- [KUTIPAN TEKS]:
Tindakan penjajah tersebut memimbulkan kemarahan orang-orang madura, dan mulai berani melakukan perlawanan pada penjajah dengan senjata andalan meraka adalah celurit. Sehingga celurit mulai beralih fungsi menjadi simbol perlawanan, simbol harga diri serta strata sosial.

C. CAROK

- Mon ta’ bangal acarok ja’ ngako oreng Madura
(Jika tidak berani melakukan carok jangan mengaku sebagai orang Madura).

- Oreng lake’ mate acarok, oreng bine’ mate arembi
(laki-laki mati karena carok, perempuan mati karena melahirkan).

-Ango’an poteya tolang etembang poteya mata
(lebih baik berputih tulang [mati] daripada berputih mata [menanggung malu]).

"Carok merupakan berduel secara ksatria satu lawan satu dengan menggunakan celurit sebagai senjata tajamnya. Carok biasa dilakukan ketika seseorang merasa dipermalukan dan harga dirinya dilecehkan. Maka, penyelesaian yang terhormat adalah dengan melakukan duel / bertarung."
Bagi lelaki Madura, seorang istri adalah simbol keberadaan dirinya. Sehingga gangguan terhadap istrinya berarti pelecehan atas keberadaannya sebagai laki- laki dan merupakan bentuk pelecehan paling menyakitkan bagi lelaki Madura. Namun demikian, carok hanya terjadi bila perasaan malu itu memang berasal dari perbuatan orang lain, bukan karena perbuatannya sendiri.
Bagi orang Madura, ini adalah masalah prinsip yang tak bisa ditawar lagi. Lebih baik mati daripada hidup menanggung malu dilecehkan. Dengan alasan untuk membela kehormatan itulah, maka orang yang melakukan carok, dianggap bagai pahlawan oleh keluarga dan lingkungan sekitarnya.
Orang yang mengalahkan lawannya saat carok, dan lolos dari kematian, dianggap sebagai oreng jago atau jagoan. Orang seperti ini, yang kemudian akan mendapat julukan sebagai oreng blater bila dilakukan secara ksatria (ngonggai) bukan menikam musuh dari belakang (nyelep)

- [DESKRIPSI LATIHAN]:
Sambung tulisan tentang carok di Madura di atas, mulai setelah kalimat terakhirnya.

(Entri dari dataset anotasi)
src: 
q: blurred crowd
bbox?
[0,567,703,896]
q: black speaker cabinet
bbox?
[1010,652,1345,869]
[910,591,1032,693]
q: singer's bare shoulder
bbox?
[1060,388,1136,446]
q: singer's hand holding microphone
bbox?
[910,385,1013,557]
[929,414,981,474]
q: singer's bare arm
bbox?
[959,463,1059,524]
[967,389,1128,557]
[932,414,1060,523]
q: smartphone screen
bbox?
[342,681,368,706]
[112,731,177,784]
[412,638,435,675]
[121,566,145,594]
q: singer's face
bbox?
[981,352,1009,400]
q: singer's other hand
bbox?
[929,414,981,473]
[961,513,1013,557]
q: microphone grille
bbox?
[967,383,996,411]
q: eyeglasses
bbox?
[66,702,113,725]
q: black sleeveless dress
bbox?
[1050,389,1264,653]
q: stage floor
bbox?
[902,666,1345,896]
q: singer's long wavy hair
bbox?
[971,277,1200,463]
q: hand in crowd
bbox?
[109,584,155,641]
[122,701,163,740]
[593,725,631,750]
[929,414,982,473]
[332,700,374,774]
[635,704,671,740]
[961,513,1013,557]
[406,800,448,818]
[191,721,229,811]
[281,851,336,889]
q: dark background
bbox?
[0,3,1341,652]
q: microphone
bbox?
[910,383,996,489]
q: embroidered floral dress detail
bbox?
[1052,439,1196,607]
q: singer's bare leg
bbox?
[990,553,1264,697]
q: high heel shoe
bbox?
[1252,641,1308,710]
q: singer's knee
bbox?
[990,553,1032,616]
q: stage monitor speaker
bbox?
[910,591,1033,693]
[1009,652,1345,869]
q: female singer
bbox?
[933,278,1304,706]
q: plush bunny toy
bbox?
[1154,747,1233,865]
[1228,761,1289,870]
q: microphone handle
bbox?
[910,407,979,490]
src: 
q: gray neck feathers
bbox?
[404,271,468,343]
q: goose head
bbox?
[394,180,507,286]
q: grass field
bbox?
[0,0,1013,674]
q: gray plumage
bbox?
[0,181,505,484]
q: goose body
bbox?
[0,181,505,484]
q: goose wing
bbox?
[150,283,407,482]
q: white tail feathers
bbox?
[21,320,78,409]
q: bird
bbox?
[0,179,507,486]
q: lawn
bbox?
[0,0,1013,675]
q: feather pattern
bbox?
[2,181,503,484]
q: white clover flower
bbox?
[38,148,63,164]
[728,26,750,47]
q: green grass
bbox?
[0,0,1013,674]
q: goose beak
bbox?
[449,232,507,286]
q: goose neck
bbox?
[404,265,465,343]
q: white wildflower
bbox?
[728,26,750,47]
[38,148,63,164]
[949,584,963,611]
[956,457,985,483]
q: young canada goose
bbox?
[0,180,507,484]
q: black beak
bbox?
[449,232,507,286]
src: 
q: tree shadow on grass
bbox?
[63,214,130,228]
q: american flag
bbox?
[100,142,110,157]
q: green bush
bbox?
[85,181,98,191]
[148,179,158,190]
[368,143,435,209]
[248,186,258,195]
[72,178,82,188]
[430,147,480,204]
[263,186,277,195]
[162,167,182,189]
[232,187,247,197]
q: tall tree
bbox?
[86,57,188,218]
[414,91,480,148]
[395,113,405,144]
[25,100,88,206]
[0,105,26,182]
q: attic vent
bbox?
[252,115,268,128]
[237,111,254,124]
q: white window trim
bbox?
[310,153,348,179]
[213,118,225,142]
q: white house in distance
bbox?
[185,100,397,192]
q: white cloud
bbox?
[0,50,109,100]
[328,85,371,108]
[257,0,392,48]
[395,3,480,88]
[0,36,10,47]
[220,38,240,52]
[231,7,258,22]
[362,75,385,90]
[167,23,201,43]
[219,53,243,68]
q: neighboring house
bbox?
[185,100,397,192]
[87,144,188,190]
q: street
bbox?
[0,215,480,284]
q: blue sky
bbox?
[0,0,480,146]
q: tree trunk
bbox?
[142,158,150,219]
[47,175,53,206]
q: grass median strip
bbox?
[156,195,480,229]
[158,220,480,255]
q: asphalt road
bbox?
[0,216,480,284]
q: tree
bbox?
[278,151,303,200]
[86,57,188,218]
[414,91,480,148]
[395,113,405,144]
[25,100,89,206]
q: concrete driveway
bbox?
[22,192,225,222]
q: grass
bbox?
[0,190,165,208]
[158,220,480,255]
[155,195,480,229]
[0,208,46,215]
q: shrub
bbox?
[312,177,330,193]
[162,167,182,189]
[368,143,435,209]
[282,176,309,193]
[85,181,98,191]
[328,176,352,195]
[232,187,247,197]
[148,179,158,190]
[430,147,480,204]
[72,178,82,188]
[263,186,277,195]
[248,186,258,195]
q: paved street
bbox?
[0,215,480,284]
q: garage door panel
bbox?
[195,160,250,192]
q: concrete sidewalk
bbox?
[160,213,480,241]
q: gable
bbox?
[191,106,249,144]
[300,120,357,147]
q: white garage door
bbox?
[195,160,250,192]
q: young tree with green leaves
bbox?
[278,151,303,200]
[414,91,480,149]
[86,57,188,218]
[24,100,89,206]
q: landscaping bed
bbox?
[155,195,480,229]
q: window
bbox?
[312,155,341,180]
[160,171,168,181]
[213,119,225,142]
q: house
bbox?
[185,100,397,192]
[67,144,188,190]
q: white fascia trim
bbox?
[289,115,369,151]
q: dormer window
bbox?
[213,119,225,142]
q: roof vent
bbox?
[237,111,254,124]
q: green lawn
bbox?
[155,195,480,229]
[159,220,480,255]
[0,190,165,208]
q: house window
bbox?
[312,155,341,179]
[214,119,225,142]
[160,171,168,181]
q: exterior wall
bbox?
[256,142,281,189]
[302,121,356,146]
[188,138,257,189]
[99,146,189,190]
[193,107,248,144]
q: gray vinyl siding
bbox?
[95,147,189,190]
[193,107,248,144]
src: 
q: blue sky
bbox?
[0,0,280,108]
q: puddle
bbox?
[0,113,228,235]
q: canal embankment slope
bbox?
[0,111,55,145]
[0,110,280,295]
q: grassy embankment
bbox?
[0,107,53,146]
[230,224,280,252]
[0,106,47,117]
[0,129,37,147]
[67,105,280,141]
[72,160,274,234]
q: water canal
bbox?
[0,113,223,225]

- [HASIL LATIHAN]:
Jika ada lelaki menganiaya perempuan sampai tewas tidak bisa disebut carok. Seorang lelaki penakut (tako’an) akan diledek sebagai keturunan dari manusia yang tidak memiliki empedu. Kaum perempuan pun biasanya menyindir tako’an dengan ungkapan, ’’Sayang, saya perempuan, andai memiliki buah zakar sebesar cabai rawit saja aku akan melakukan carok.’’
Celurit (are’ takabuwan) merupakan senjata favorit dalam tindakan carok. Celurit sangat efektif untuk membunuh mengingat bentuknya yang melengkung laksana tubuh manusia. Jika celurit diayunkan maka seluruh bagian permukaannya yang tajam bisa memperparah efek sabetan pada bagian tubuh yang rentan kematian seperti perut, leher, dan kepala.
Sejak dekade 70-an, carok telah mengalami pembengkokan makna. Dari mekanisme penegakan harga diri menuju ritus balas dendam dan penyaluran agresi semata- mata. Berbeda dengan suku Bugis yang memiliki resolusi konflik (maddeceng atau mabbaji) buat mencegah ritual balas dendam dan memutus mata rantai kekerasan.

D. JENIS & UKURAN CELURIT

Berdasarkan bentuk bilahnya, celurit dapat dibedakan menjadi :
- clurit kembang turi
- clurit wulu pitik/bulu ayam
Sedangkan ukuran clurit dikenal dg ukuran 5 ( paling kecil ) sampai ukuran 1 (paling besar )

E. STRUKTUR CELURIT

Umumnya clurit memiliki hulu (pegangan/gagang) terbuat dari kayu, adapun kayu yang digunakan cukup beraneka ragam diantaranya kayu kembang, kayu stingi, kayu jambu klutuk, kayu temoho, dan kayu lainnya. Pada ujung hulu terdapat tali sepanjang 10-15 cm yang berguna untuk ngegantung / mengikat clurit. Pada bagian ujung hulu biasanya terdapat ulir / cerukan / cungkilan sedalam 1 -2 cm.
Sarung clurit terbuat dari kulit, biasanya berasal dari kulit kebo yg tebal atau kulit sapi serta kulit lainya. Sarung Kulit dibuat sesuai dengan bentuk bilah yang melengkung, dan mimiliki ikatan pada ujung sarung dekat dg gagang sebagai pengaman. Sarung clurit hanya dijahit 3/4 dari ujung clurit, agar clurit dapat dengan mudah dan cepat di tarik / dicabut dari sarungnya. Umumnya sarung dihiasi dengan ukiran / ornamen sederhana.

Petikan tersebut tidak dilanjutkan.